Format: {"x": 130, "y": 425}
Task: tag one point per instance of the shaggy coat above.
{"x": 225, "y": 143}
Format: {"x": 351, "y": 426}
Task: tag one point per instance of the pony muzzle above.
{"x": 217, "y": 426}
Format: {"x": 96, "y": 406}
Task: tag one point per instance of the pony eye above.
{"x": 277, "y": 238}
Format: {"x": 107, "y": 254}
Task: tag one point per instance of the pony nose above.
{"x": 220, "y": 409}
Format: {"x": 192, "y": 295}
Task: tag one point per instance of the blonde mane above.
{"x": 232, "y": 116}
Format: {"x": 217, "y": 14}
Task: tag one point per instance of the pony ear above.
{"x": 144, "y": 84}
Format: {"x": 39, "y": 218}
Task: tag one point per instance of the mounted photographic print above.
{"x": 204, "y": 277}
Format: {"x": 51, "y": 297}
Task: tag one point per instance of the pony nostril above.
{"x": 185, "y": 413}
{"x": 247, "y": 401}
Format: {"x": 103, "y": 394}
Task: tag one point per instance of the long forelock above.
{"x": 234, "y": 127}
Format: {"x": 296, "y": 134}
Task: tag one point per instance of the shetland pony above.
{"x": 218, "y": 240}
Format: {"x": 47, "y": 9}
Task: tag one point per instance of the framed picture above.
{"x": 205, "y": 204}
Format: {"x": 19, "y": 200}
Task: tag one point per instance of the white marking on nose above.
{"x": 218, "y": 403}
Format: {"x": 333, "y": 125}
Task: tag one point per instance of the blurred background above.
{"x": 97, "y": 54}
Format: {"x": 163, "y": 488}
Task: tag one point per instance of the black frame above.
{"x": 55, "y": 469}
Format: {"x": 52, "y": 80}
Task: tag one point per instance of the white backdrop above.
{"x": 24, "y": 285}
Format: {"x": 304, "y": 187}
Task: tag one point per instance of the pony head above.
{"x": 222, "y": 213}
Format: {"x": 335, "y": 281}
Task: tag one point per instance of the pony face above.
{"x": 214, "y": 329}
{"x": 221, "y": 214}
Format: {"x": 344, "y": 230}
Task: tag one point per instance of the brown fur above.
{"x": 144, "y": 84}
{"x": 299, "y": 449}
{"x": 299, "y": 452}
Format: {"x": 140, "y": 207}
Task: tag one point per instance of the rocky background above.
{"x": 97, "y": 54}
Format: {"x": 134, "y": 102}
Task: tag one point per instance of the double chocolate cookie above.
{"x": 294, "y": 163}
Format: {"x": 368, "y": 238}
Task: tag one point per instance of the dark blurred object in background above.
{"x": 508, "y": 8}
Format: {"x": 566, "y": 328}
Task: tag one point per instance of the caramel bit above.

## Task instructions
With no line omitted, copy all the data exactly.

## Task solution
Format: {"x": 130, "y": 425}
Task: tag one point per instance of the shaggy coat above.
{"x": 225, "y": 143}
Format: {"x": 351, "y": 426}
Task: tag one point per instance of the pony muzzle above.
{"x": 217, "y": 426}
Format: {"x": 96, "y": 406}
Task: tag one point per instance of the pony eye above.
{"x": 277, "y": 238}
Format: {"x": 107, "y": 254}
Task: tag one point per instance of the pony nose above.
{"x": 220, "y": 409}
Format: {"x": 192, "y": 295}
Task: tag one point per instance of the blonde mane above.
{"x": 232, "y": 116}
Format: {"x": 217, "y": 14}
Task: tag one point per instance of the pony ear above.
{"x": 144, "y": 84}
Format: {"x": 39, "y": 218}
Task: tag one point per instance of the mounted photographic print above.
{"x": 204, "y": 277}
Format: {"x": 51, "y": 297}
Task: tag one point per instance of the pony nostril above.
{"x": 185, "y": 413}
{"x": 247, "y": 401}
Format: {"x": 103, "y": 394}
Task: tag one point per instance of the long forelock above.
{"x": 234, "y": 127}
Format: {"x": 296, "y": 134}
Task: tag one point per instance of the shetland pony above.
{"x": 218, "y": 240}
Format: {"x": 47, "y": 9}
Task: tag one point per instance of the framed picture above.
{"x": 205, "y": 204}
Format: {"x": 19, "y": 200}
Task: tag one point per instance of the white marking on nose above.
{"x": 218, "y": 403}
Format: {"x": 333, "y": 125}
Task: tag one point per instance of the blurred background above.
{"x": 97, "y": 54}
Format: {"x": 163, "y": 488}
Task: tag one point per instance of the black frame above.
{"x": 55, "y": 469}
Format: {"x": 52, "y": 80}
Task: tag one point per instance of the white backdrop above.
{"x": 24, "y": 285}
Format: {"x": 304, "y": 187}
Task: tag one point per instance of the pony head above.
{"x": 222, "y": 213}
Format: {"x": 335, "y": 281}
Task: tag one point per instance of the pony face above.
{"x": 214, "y": 329}
{"x": 221, "y": 214}
Format: {"x": 344, "y": 230}
Task: tag one point per instance of the brown fur above.
{"x": 144, "y": 84}
{"x": 299, "y": 449}
{"x": 299, "y": 452}
Format: {"x": 140, "y": 207}
Task: tag one point per instance of the rocky background above.
{"x": 97, "y": 54}
Format: {"x": 134, "y": 102}
Task: tag one point per instance of the double chocolate cookie above.
{"x": 294, "y": 163}
Format: {"x": 368, "y": 238}
Task: tag one point per instance of the dark blurred object in background above.
{"x": 508, "y": 8}
Format: {"x": 566, "y": 328}
Task: tag one point per instance of the caramel bit above.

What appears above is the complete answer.